Count the lines of the listing that contain the string "lectern", and reply with the number alone.

— Begin Source data —

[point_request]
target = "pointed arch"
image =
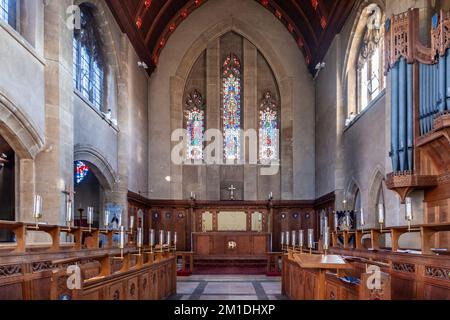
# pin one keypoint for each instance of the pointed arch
(18, 130)
(100, 165)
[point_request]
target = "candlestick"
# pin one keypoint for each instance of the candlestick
(106, 220)
(310, 239)
(69, 216)
(288, 238)
(381, 213)
(90, 217)
(294, 238)
(409, 211)
(362, 220)
(152, 239)
(140, 236)
(161, 238)
(169, 238)
(326, 240)
(301, 238)
(37, 210)
(122, 238)
(348, 221)
(336, 221)
(131, 223)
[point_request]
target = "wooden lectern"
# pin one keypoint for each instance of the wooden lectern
(322, 263)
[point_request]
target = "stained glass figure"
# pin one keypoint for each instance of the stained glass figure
(81, 171)
(268, 129)
(195, 125)
(232, 107)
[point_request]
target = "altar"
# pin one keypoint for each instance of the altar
(232, 244)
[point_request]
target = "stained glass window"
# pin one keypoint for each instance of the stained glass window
(371, 80)
(195, 125)
(268, 129)
(87, 70)
(81, 171)
(8, 12)
(232, 107)
(4, 10)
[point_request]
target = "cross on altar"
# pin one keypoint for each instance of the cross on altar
(232, 189)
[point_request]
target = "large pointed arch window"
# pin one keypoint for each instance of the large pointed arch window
(88, 73)
(232, 108)
(195, 125)
(371, 80)
(268, 129)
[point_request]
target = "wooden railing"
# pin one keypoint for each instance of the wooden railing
(187, 261)
(146, 276)
(274, 263)
(26, 270)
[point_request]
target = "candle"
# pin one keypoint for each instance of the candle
(409, 214)
(301, 239)
(294, 238)
(381, 213)
(152, 237)
(169, 236)
(131, 222)
(37, 211)
(90, 217)
(362, 219)
(348, 220)
(106, 219)
(139, 238)
(336, 221)
(326, 239)
(161, 237)
(69, 212)
(310, 238)
(122, 238)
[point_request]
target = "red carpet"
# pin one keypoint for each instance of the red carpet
(230, 270)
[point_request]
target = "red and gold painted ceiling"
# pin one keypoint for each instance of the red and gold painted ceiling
(150, 23)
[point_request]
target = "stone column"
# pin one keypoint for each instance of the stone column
(54, 166)
(119, 194)
(250, 119)
(213, 89)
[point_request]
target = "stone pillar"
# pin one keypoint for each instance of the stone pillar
(54, 166)
(339, 178)
(119, 194)
(213, 114)
(250, 119)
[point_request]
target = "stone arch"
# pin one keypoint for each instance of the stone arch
(351, 54)
(231, 25)
(111, 54)
(352, 189)
(282, 79)
(18, 130)
(100, 165)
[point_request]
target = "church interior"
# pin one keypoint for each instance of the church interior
(225, 150)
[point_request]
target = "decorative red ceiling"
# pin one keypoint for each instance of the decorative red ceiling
(150, 23)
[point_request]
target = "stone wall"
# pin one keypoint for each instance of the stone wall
(269, 36)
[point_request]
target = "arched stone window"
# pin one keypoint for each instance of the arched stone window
(195, 125)
(232, 108)
(8, 12)
(88, 65)
(370, 77)
(268, 129)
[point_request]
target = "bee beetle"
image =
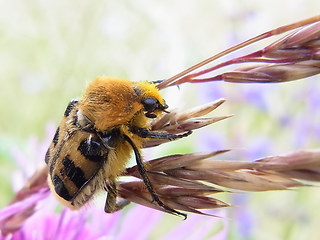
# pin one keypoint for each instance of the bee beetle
(95, 139)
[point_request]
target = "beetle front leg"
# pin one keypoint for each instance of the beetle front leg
(145, 133)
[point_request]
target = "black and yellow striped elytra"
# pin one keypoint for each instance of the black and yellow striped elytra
(96, 136)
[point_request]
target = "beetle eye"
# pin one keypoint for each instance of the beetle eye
(149, 104)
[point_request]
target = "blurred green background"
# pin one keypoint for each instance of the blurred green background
(50, 50)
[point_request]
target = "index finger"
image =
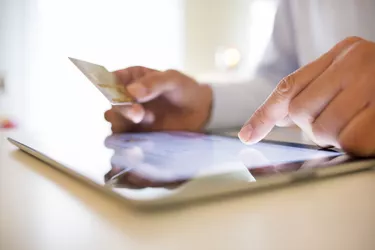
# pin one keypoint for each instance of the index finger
(276, 107)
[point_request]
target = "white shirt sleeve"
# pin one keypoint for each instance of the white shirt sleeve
(234, 103)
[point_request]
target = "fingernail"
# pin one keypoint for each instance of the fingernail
(245, 133)
(137, 90)
(135, 115)
(149, 118)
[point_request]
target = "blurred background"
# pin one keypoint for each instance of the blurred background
(216, 41)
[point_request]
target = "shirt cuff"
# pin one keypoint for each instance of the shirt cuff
(234, 103)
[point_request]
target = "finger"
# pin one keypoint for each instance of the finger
(337, 114)
(155, 84)
(358, 137)
(131, 74)
(286, 122)
(276, 107)
(310, 103)
(134, 112)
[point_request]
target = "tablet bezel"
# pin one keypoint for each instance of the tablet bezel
(348, 165)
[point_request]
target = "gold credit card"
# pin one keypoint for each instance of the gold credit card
(107, 82)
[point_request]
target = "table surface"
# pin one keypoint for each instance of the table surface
(43, 209)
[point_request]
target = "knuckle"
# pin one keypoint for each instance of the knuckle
(172, 72)
(108, 115)
(351, 39)
(298, 112)
(261, 115)
(321, 131)
(285, 85)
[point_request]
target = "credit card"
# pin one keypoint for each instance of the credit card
(107, 82)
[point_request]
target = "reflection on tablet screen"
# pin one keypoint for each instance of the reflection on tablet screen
(169, 159)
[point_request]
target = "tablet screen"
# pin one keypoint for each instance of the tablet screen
(143, 166)
(159, 159)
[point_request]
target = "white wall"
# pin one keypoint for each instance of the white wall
(44, 90)
(14, 19)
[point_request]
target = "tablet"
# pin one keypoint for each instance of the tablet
(152, 169)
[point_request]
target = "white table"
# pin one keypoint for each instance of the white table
(43, 209)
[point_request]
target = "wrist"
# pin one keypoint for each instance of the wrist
(207, 98)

— End Source data —

» **Problem solution**:
2